What you will do:
Make an exact transcription of the data below.

(Point-per-instance localization data)
____
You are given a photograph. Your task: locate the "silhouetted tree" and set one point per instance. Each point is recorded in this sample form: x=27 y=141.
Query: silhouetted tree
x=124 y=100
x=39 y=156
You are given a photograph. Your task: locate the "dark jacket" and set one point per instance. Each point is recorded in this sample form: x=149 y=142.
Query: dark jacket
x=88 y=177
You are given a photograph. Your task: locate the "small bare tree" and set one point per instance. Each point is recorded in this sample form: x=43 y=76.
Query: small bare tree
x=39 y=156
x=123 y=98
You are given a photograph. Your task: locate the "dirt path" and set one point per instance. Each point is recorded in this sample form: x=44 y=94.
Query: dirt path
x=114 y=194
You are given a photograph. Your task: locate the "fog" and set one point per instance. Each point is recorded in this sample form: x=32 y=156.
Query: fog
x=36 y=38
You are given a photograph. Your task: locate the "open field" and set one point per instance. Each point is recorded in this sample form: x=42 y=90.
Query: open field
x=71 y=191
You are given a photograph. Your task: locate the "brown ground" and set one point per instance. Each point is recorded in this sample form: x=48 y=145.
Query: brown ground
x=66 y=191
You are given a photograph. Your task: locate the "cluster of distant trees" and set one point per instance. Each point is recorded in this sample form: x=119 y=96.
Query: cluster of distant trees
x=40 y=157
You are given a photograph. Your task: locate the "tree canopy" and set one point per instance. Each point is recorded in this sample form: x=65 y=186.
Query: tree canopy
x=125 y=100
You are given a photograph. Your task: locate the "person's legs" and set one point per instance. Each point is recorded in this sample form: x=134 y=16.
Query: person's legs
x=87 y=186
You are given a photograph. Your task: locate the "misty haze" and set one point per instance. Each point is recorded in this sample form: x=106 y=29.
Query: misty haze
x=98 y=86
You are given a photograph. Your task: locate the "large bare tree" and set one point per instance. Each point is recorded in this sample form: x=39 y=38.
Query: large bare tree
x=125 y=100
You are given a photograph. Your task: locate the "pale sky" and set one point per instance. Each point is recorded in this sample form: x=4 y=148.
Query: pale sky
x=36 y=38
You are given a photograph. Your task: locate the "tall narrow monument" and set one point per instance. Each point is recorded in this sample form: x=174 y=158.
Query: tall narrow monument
____
Result for this task:
You are given a photograph. Your task: locate the "silhouetted tree" and set one point per instance. Each point is recorded in this sample form: x=27 y=141.
Query: silhouetted tree
x=124 y=100
x=39 y=156
You are given a photograph. Your task: locate the "dark jacket" and set one point per instance. Each point is recorded in this sample form: x=149 y=142.
Query: dark jacket
x=88 y=177
You are given a photograph. Your task: locate the "small bare tree" and set one point per instance. Each point is recorded in this sample form: x=43 y=76.
Query: small bare tree
x=39 y=156
x=123 y=98
You are given a photograph. Your task: locate the "dirt path" and set one point per instance. Each point is recorded in this sample form: x=44 y=94.
Query: dirt path
x=114 y=194
You are given a photograph. Your task: locate the "fog" and set one point per instance. Each point is recorded in this sample form: x=32 y=156.
Query: fog
x=36 y=38
You are given a photograph. Your task: locate the "open field" and set one point per instance. Each point is recorded in this sample form: x=42 y=90.
Query: open field
x=71 y=191
You are given a photograph. Your task: locate the "brown ground" and set one point per instance. Each point is recorded in this sample form: x=48 y=145.
Query: brown ground
x=66 y=191
You are given a photograph. Your task: locate the "cluster of distant trees" and set one point per instance. Each point is recorded in this sample form: x=119 y=96.
Query: cluster of distant trees
x=40 y=157
You are given a photograph. Your task: locate the "tree canopy" and set one point per instance. Each point is recorded in this sample form: x=65 y=186.
Query: tree canopy
x=125 y=100
You are given a photograph. Your task: locate the "person's legs" and set one point per instance. Each point is recorded in this sample form: x=134 y=16.
Query: person's legs
x=87 y=186
You are given a photograph. Your task: locate the "misty haze" and set one point per instance. Each point is recorded in this sample form: x=106 y=29.
Query: misty haze
x=98 y=86
You are given a photograph. Your task: locate the "large bare tree" and set one point per instance. Each point is recorded in this sample form: x=39 y=38.
Query: large bare tree
x=125 y=100
You are given a photograph. Your task: locate the "pale sky" and set one point per instance. Each point is recorded in this sample form: x=4 y=148.
Query: pale sky
x=36 y=38
You are given a photograph. Your task: locate the "tall narrow monument" and set one point per instance. Each point is recorded in this sample form: x=174 y=158.
Query: tall narrow monument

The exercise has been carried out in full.